[WHAT IS EXPECTED]
Which terms does the complex numbers excerpt introduce with the words "called" or "is called"?

The number which has no real meaning then these numbers are represented in complex forms. The general form of complex numbers are $a+i b$ where i is iota or$\sqrt{-1}$.
A number of the form$a+i b$ is called a complex number (where a and b are real numbers and i is iota). We usually denote a complex number by the letter $z_1, z_1, z_2$ etc
For example,$z=5+2 i$ is a complex number.
5 here is called the real part and is denoted by Re(z), and 2 is called the imaginary part and is denoted by Im(z)
In polar form, we represent the complex number through the argument and modulus value of complex numbers.
Let $z=x+i y$ be a complex number,
And we know that
$|z|=\sqrt{x^2+y^2}=r$
And let arg(z) = θ
From the figure, $x=|z| \cos (\theta)=r \cos (\theta)$
and $y=|z| \sin (\theta)=r \sin (\theta)$
So, $z=x+i y=r \cos (\theta)+i \cdot r \sin (\theta)=r(\cos (\theta)+i \cdot \sin (\theta))$
This form is called polar form with $\theta=$ principal value of $\arg (z)$ and $r=|z|$.

[DATA SECTION]

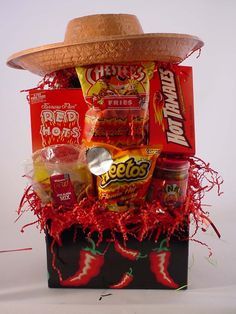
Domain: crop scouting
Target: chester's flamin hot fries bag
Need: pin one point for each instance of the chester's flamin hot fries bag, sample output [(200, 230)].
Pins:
[(128, 179), (117, 96)]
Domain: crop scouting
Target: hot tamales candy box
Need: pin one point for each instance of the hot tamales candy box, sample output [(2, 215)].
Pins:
[(57, 117), (171, 110)]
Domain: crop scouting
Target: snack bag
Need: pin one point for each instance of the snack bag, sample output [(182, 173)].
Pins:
[(60, 175), (128, 178), (117, 96)]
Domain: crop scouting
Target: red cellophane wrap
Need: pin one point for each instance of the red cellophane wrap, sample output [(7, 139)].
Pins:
[(148, 219), (144, 220)]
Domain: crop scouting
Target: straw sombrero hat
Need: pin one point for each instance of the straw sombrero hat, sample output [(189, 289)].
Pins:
[(105, 38)]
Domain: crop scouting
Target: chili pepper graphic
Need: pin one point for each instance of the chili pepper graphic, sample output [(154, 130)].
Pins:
[(90, 263), (159, 260), (130, 254), (125, 280)]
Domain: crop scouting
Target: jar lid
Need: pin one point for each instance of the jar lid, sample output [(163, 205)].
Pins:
[(172, 164)]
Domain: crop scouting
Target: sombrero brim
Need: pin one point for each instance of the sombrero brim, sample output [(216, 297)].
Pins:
[(162, 47)]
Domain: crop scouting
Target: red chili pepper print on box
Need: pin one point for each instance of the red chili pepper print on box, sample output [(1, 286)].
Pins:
[(90, 263), (159, 262), (171, 110)]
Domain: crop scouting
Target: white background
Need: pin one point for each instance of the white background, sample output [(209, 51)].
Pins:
[(23, 277)]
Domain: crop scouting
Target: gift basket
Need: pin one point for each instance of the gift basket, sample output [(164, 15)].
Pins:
[(114, 182)]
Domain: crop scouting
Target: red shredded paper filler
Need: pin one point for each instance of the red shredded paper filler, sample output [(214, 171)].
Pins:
[(144, 221)]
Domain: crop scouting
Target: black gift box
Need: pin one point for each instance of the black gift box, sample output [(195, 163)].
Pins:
[(134, 265)]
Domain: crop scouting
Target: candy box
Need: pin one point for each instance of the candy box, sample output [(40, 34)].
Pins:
[(80, 263), (57, 116), (171, 110)]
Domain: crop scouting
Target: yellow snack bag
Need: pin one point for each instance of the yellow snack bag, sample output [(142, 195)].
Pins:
[(128, 179)]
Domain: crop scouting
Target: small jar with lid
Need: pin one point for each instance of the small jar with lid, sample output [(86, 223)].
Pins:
[(170, 181)]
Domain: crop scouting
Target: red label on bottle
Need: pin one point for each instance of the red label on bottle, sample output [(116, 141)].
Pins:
[(63, 193)]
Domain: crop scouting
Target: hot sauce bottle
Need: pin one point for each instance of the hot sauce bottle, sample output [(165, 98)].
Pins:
[(169, 183)]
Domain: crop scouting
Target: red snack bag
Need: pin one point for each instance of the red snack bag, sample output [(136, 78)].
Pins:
[(171, 110), (118, 97)]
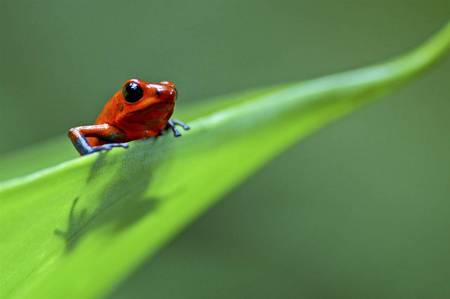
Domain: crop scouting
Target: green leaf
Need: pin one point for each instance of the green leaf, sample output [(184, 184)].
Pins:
[(79, 227)]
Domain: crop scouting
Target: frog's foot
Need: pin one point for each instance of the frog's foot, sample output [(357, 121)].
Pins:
[(107, 147), (172, 123)]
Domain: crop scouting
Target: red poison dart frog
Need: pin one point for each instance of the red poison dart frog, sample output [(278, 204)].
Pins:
[(139, 110)]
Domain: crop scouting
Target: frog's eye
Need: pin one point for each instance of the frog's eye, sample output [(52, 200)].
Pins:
[(132, 92)]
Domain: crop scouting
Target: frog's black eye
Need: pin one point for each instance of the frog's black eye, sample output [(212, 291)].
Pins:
[(132, 92)]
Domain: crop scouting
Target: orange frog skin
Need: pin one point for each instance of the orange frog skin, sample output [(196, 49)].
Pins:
[(139, 110)]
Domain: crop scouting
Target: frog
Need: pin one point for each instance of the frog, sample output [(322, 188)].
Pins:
[(138, 110)]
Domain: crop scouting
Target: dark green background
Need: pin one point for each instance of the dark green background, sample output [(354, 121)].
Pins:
[(359, 210)]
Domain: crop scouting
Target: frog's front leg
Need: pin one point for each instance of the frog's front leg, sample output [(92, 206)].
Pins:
[(172, 123), (103, 132)]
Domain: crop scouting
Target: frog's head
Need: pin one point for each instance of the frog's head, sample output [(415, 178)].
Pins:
[(146, 103)]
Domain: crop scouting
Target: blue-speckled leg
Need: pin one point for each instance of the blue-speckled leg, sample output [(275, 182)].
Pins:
[(104, 132), (172, 123)]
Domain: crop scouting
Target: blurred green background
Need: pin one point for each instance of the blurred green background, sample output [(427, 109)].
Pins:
[(360, 210)]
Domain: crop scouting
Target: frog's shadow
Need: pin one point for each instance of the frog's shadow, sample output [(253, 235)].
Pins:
[(111, 208)]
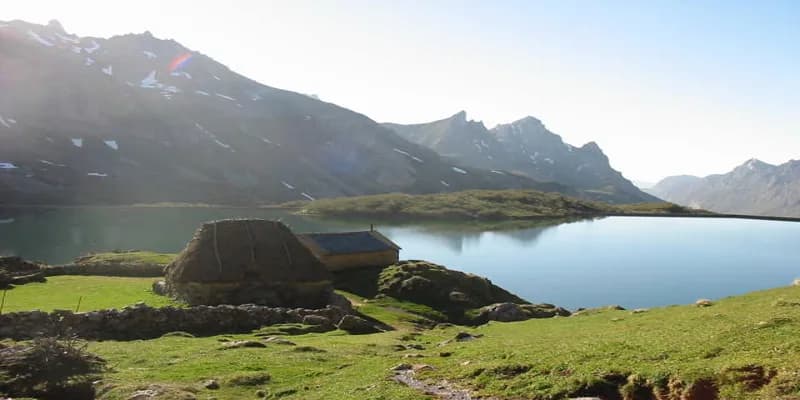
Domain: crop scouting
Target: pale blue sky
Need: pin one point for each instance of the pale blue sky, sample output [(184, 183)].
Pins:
[(665, 87)]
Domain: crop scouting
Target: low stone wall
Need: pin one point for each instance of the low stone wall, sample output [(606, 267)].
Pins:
[(129, 270), (143, 322)]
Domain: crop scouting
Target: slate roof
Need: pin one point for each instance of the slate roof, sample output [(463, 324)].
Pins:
[(350, 242)]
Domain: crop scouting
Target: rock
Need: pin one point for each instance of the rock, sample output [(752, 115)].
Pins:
[(160, 288), (402, 367), (465, 337), (505, 312), (703, 303), (337, 300), (316, 320), (277, 340), (356, 325), (211, 384), (242, 344)]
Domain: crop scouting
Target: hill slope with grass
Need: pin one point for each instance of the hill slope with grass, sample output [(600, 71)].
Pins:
[(742, 347), (478, 204)]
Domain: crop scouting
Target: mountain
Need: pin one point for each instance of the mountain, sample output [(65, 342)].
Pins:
[(754, 187), (134, 118), (525, 147)]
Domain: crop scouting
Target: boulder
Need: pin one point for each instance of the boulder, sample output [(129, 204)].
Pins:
[(248, 261), (356, 325)]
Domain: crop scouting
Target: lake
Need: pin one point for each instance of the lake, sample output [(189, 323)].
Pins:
[(631, 261)]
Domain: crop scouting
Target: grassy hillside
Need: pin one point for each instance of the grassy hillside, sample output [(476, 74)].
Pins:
[(743, 347), (477, 204), (93, 292)]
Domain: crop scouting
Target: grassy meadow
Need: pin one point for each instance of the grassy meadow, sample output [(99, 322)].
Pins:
[(746, 346)]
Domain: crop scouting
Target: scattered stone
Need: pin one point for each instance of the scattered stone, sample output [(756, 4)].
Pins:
[(278, 340), (243, 344), (402, 367), (356, 325), (703, 303), (316, 320), (308, 349), (211, 384), (160, 288), (464, 337)]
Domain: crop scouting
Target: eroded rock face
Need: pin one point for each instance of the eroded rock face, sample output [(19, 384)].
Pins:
[(248, 261)]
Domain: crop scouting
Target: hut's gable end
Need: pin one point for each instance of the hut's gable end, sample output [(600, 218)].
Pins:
[(248, 261)]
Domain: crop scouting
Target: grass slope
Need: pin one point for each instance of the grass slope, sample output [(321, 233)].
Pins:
[(475, 204), (95, 292), (127, 257), (747, 346)]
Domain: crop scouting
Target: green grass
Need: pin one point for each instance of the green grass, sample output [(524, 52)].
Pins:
[(128, 257), (539, 359), (536, 359), (97, 292), (490, 205)]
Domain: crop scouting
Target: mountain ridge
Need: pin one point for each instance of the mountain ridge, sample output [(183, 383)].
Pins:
[(526, 147), (753, 187)]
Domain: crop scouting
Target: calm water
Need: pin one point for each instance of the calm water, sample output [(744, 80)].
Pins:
[(635, 262)]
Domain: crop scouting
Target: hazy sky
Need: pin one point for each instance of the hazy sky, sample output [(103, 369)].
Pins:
[(665, 87)]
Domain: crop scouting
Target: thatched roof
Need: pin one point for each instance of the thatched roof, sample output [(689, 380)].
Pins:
[(252, 250)]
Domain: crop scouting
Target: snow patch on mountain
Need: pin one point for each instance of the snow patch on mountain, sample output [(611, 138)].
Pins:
[(149, 81), (94, 47), (45, 162), (67, 39), (225, 97), (44, 42), (181, 73)]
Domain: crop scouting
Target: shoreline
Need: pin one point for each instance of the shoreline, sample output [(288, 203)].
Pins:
[(357, 216)]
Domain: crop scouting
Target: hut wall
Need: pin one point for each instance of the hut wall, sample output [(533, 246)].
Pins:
[(338, 262)]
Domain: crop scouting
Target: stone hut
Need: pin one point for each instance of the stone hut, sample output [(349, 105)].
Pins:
[(248, 261), (349, 250)]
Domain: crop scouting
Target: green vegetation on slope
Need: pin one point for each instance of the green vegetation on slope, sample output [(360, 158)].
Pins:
[(93, 292), (476, 204), (746, 347), (127, 257)]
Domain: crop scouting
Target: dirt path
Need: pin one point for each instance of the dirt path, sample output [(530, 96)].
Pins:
[(443, 390)]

[SOLUTION BELOW]
- complex number
- real part
- imaginary part
- polar form